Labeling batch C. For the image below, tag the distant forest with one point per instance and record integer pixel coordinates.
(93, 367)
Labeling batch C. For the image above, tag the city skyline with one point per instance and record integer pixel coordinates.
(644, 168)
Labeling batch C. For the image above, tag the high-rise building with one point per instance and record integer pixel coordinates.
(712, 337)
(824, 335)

==

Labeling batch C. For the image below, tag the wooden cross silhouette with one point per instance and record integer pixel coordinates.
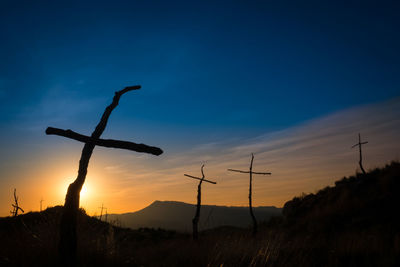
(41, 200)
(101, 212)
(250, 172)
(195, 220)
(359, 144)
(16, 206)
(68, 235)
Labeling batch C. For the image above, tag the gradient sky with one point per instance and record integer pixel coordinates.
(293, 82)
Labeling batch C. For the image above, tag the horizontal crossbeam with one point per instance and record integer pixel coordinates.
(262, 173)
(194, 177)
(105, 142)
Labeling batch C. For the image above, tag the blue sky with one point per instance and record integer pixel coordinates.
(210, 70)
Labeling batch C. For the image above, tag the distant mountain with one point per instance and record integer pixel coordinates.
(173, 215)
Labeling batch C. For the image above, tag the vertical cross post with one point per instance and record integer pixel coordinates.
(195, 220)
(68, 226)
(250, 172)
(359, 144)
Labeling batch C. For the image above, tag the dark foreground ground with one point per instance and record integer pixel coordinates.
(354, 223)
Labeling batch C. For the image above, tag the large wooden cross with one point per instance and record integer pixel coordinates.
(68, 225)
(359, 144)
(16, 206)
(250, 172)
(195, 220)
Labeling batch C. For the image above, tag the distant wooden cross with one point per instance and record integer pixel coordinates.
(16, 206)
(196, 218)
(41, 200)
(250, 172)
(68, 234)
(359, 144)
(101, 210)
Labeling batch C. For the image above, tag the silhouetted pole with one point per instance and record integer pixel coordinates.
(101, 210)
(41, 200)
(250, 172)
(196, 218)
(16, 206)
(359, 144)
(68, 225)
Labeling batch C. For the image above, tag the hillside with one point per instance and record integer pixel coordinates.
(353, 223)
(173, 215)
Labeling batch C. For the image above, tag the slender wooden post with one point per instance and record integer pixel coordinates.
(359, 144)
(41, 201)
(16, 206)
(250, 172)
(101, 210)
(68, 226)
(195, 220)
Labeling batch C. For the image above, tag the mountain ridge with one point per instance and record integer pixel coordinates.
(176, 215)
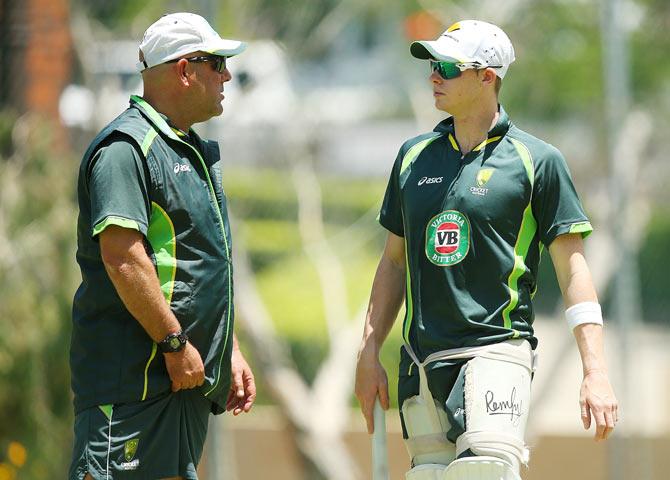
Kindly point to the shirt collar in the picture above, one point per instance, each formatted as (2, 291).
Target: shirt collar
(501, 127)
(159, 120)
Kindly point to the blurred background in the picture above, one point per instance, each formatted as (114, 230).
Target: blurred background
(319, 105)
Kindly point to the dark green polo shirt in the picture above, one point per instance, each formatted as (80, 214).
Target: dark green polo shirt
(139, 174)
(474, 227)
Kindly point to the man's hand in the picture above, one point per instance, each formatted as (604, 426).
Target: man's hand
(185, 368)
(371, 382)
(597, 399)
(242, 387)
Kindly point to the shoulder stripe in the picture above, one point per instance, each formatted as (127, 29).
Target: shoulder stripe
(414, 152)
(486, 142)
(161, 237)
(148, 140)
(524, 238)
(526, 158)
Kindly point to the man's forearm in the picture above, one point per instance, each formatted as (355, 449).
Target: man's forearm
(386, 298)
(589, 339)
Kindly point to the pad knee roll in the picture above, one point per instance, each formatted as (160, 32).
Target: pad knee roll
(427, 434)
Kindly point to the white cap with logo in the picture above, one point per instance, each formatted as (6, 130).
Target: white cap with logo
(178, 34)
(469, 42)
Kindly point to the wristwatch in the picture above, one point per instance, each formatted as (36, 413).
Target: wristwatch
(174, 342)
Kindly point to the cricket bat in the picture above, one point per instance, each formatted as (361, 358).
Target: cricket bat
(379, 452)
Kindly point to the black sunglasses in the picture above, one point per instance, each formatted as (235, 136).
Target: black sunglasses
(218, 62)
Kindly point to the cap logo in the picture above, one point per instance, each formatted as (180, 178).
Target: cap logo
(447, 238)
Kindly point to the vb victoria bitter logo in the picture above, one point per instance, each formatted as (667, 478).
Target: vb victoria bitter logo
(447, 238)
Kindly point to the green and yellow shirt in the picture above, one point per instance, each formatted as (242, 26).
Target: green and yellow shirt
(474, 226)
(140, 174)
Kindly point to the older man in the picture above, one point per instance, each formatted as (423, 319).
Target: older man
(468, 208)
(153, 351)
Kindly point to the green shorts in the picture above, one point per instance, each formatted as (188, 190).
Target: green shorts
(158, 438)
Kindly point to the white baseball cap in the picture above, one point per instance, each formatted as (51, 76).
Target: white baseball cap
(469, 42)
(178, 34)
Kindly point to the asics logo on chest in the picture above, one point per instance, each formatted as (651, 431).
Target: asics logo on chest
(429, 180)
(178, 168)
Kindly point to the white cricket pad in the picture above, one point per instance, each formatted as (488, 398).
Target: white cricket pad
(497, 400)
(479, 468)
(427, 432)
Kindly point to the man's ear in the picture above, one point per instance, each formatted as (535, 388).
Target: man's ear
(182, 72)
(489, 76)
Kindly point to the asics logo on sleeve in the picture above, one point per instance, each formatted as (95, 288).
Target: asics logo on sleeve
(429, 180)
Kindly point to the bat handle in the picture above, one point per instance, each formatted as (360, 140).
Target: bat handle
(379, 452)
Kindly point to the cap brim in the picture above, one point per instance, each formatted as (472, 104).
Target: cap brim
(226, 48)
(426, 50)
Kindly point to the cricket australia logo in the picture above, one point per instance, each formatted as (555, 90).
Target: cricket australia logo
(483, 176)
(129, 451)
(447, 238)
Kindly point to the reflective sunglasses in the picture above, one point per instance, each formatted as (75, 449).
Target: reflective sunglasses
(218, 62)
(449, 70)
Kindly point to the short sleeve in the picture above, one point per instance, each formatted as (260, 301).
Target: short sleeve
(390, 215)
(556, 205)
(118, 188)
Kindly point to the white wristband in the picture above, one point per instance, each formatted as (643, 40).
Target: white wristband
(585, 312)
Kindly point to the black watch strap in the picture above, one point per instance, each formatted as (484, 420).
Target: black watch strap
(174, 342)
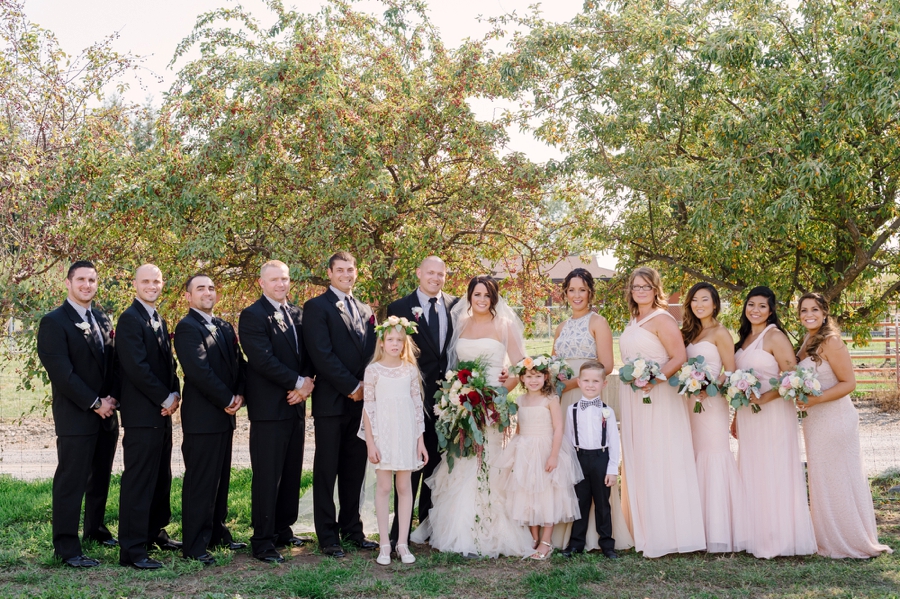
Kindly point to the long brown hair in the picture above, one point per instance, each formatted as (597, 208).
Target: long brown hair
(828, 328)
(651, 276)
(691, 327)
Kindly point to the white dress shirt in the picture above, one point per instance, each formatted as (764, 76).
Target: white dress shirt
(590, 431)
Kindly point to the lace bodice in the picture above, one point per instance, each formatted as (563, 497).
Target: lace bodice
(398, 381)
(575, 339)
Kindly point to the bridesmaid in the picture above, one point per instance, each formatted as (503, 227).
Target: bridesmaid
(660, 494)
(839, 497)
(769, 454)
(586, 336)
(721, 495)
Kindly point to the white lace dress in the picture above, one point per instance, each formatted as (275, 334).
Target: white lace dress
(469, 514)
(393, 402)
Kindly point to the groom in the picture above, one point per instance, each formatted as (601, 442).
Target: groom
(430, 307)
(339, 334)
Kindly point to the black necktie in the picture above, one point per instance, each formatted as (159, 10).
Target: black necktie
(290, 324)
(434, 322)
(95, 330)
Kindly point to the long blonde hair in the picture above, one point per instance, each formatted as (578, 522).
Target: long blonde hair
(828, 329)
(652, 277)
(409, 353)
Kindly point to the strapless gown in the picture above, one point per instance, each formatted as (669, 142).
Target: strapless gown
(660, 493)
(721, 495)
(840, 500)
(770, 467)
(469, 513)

**Exercise directions:** Please locate each line in the material above that contains the word "roll" and copy those lines out in full.

**Expected answer:**
Kindly point to the pad knee roll in the picture above, one point per instance, each formatted as (160, 32).
Target: pad knee roll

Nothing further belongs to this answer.